International College Hong Kong
Nov 15, 2016

Teaching Via Storytelling

Chris Holland is a teacher of Maths at ICHK Secondary.

As an engineer, it comes naturally to me to make theory transcend textbooks to real-world connections. Cultivating curiosity can be as simple as crafting an amusing story involving the students themselves. I mean, who wants to read about Joe Shmo's colourless walk from points A to B when you can craft your own amusing story about an event involving your students? Present students with problems they want the answers to. One that comes to mind is about a student waking up late for school and suffering setback after setback, and most of these obstacles came in the form of her classmates’ ridiculous attempts to foil her quest to reach school.

Involving the students in the story engages student attention. It makes them want to solve the puzzle. Students are much more likely to be nudged into their ZPDs (Zone of Proximal Development is the 'challenge' zone, the area sandwiched between the 'comfort zone' and the 'terror zone') if they are presented with problems they genuinely want the answers to. It also provides the information in a form that the brain is biologically conditioned to be receptive to. We want information presented as stories to the point that if details cannot be fashioned into a story, we have a hard time processing them. In short, a story word problem allows students to receive information in familiar contexts and familiar forms. We are more likely to be able to recognize deep structures of problems when the information is presented to us in familiar contexts. Further, with working memory unencumbered by (and disconnected to) unfamiliar people and places, more 'space' is freed up for creative construction of ideas. In order to process new information, one must make connections between pre-existing knowledge in the long-term memory and information brought into the working memory from the environment. To facilitate these connections, new concepts should be envisioned in familiar contexts. It has been well-proven that people struggle to uncover deep structures veiled in foreign contexts. Once a basic understanding of the concept is established, then the teacher should prompt students to explore the concept in less familiar contexts to facilitate transfer to novel situations.

> **BRIEF A**
In the storytelling text, which two zones is the Zone of Proximal Development sandwiched between?
> **BRIEF B**
Repeat the storytelling text word for word, starting with "Teaching Via Storytelling" and going on through "to reach school.".

> **ENTRIES PROVIDED**
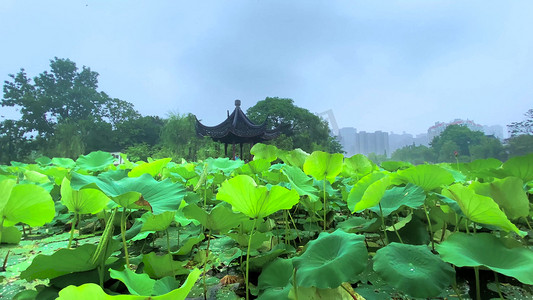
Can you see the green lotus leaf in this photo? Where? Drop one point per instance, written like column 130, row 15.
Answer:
column 428, row 177
column 256, row 202
column 357, row 165
column 368, row 191
column 480, row 209
column 274, row 280
column 520, row 166
column 36, row 177
column 256, row 166
column 413, row 269
column 266, row 152
column 331, row 259
column 159, row 222
column 85, row 201
column 91, row 291
column 393, row 166
column 410, row 195
column 484, row 249
column 64, row 261
column 186, row 248
column 137, row 284
column 66, row 163
column 508, row 193
column 26, row 203
column 95, row 161
column 161, row 195
column 300, row 182
column 152, row 168
column 10, row 235
column 225, row 165
column 43, row 161
column 322, row 165
column 162, row 266
column 220, row 219
column 294, row 157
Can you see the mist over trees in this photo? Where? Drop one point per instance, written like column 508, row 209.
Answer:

> **OUTPUT A**
It lies between the 'comfort zone' and the 'terror zone.'

> **OUTPUT B**
Teaching Via Storytelling

Chris Holland is a teacher of Maths at ICHK Secondary.

As an engineer, it comes naturally to me to make theory transcend textbooks to real-world connections. Cultivating curiosity can be as simple as crafting an amusing story involving the students themselves. I mean, who wants to read about Joe Shmo's colourless walk from points A to B when you can craft your own amusing story about an event involving your students? Present students with problems they want the answers to. One that comes to mind is about a student waking up late for school and suffering setback after setback, and most of these obstacles came in the form of her classmates’ ridiculous attempts to foil her quest to reach school.